(Beginning of EXTRACTED RECORDS)
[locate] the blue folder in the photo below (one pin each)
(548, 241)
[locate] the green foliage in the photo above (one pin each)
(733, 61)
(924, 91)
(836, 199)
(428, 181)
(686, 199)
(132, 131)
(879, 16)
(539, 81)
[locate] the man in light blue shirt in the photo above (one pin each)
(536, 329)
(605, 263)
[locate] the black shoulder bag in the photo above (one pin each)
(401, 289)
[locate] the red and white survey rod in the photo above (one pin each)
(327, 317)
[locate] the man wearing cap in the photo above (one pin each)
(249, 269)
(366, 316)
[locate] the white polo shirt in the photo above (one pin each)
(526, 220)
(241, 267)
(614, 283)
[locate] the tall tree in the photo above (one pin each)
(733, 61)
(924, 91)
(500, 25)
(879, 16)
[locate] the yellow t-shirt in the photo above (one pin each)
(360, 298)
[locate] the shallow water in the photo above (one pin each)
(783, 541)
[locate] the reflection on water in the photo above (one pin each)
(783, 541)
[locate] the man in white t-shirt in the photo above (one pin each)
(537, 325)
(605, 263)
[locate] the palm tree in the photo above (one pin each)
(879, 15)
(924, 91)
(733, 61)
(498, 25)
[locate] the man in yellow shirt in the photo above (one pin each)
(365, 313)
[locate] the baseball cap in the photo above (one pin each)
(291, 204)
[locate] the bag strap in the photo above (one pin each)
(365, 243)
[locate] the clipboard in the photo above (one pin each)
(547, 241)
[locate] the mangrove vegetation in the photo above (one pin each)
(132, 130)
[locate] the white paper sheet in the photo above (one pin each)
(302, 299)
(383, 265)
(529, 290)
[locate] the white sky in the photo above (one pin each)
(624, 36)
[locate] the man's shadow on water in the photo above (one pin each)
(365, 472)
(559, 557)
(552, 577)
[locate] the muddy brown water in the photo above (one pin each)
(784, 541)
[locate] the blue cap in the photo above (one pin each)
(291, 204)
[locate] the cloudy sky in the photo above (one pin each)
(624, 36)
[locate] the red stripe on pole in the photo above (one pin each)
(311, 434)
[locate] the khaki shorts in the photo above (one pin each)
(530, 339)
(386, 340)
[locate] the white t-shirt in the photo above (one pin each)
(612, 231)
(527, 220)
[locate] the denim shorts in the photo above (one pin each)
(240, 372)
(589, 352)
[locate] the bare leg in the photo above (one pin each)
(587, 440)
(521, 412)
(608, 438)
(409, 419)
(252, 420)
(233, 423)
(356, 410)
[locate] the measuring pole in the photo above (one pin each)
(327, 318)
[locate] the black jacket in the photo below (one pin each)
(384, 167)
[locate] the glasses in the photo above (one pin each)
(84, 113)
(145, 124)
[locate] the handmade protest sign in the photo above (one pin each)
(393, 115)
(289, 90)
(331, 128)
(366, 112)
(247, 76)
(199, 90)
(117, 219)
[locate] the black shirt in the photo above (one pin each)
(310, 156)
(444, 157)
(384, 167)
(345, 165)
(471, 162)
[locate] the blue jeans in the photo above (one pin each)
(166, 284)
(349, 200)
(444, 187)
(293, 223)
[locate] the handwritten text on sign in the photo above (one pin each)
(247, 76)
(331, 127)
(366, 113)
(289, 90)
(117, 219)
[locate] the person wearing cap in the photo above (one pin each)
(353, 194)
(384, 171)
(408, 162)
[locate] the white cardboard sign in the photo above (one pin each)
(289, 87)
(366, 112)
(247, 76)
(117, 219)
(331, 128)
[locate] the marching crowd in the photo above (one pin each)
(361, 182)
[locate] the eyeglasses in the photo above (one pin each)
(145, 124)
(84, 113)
(End of EXTRACTED RECORDS)
All entries are to be retyped with no difference from the original.

[locate] the blue folder in the photo below (one pin each)
(548, 241)
[locate] the green foliage in the photo above (one pin each)
(733, 61)
(924, 91)
(836, 199)
(428, 181)
(686, 199)
(132, 131)
(879, 16)
(539, 81)
[locate] the man in light blue shirt in the photo above (one pin each)
(536, 329)
(605, 263)
[locate] the black shoulder bag in the photo above (one pin each)
(401, 289)
[locate] the red and white survey rod in the photo above (one pin each)
(327, 317)
[locate] the man wearing cap in the photo above (one pin each)
(249, 269)
(366, 316)
[locate] the white polo shirt in the photo above (one pin each)
(526, 220)
(241, 267)
(614, 283)
[locate] the tall tree in the photo above (one pin each)
(733, 61)
(924, 91)
(500, 25)
(879, 16)
[locate] the yellow t-shirt in the photo above (one pin each)
(360, 298)
[locate] the shallow water in the photo above (one pin each)
(783, 541)
[locate] the reflection on water in the photo above (one pin each)
(783, 541)
[locate] the man in white t-shirt in the photo above (one pin each)
(537, 325)
(605, 263)
[locate] the palm tree in the photo above (one pin each)
(879, 15)
(924, 91)
(733, 61)
(498, 25)
[locate] the man in yellow shirt in the photo above (one pin each)
(365, 313)
[locate] the baseball cap in the photo above (one pin each)
(291, 204)
[locate] the bag strap in the photo above (one pin each)
(365, 243)
[locate] the clipboard in the photo above (one pin each)
(547, 241)
[locate] the mangrove vegetation in the photo above (one pin each)
(132, 130)
[locate] the white paper sheet in the photo above (one pin each)
(302, 299)
(383, 265)
(529, 290)
[locate] the white sky in the photo above (one pin each)
(624, 36)
[locate] the man's shadow on water in the photo above (one pin each)
(365, 472)
(559, 557)
(552, 577)
[locate] the muddy brown water in the photo above (one pin each)
(784, 541)
[locate] the blue cap in the photo above (one pin each)
(291, 204)
[locate] the cloudy sky in the photo above (one pin each)
(624, 36)
[locate] the red stripe on pole in the photo above (one pin each)
(311, 434)
[locate] the khaki shorts in the photo above (one pin each)
(530, 339)
(386, 340)
[locate] the white t-shirt in the photo above (one pin each)
(612, 231)
(527, 220)
[locate] the denim shorts in the photo above (one pin each)
(240, 372)
(589, 352)
[locate] the bare leg in the photo above (one pin each)
(587, 440)
(521, 412)
(608, 438)
(409, 419)
(252, 420)
(233, 423)
(356, 410)
[locate] the measuring pole in the photo above (one pin each)
(327, 318)
[locate] the black jacket in the photo below (one pin each)
(384, 167)
[locate] the glasses in the photo above (one pin each)
(84, 113)
(145, 124)
[locate] the handmade protest sign in the photo above (one pin each)
(393, 115)
(289, 90)
(331, 128)
(366, 112)
(247, 76)
(199, 90)
(117, 219)
[locate] the black shirt in the photo above (one pin each)
(310, 156)
(444, 157)
(384, 167)
(345, 165)
(471, 162)
[locate] the blue jeans in the photo above (one pin each)
(166, 284)
(349, 200)
(444, 187)
(293, 223)
[locate] the handwritten text on sign in the photo above (one pin each)
(247, 76)
(331, 127)
(366, 113)
(289, 90)
(117, 219)
[locate] the person wearing cap in the photo above (one pin each)
(353, 194)
(384, 171)
(408, 162)
[locate] the white cardboard sign in the photo above (one pin each)
(289, 87)
(366, 112)
(247, 76)
(117, 219)
(331, 128)
[locate] the marching crowd in the photo above (one pin each)
(361, 182)
[locate] the eyeglasses in the photo above (one pin each)
(145, 124)
(84, 113)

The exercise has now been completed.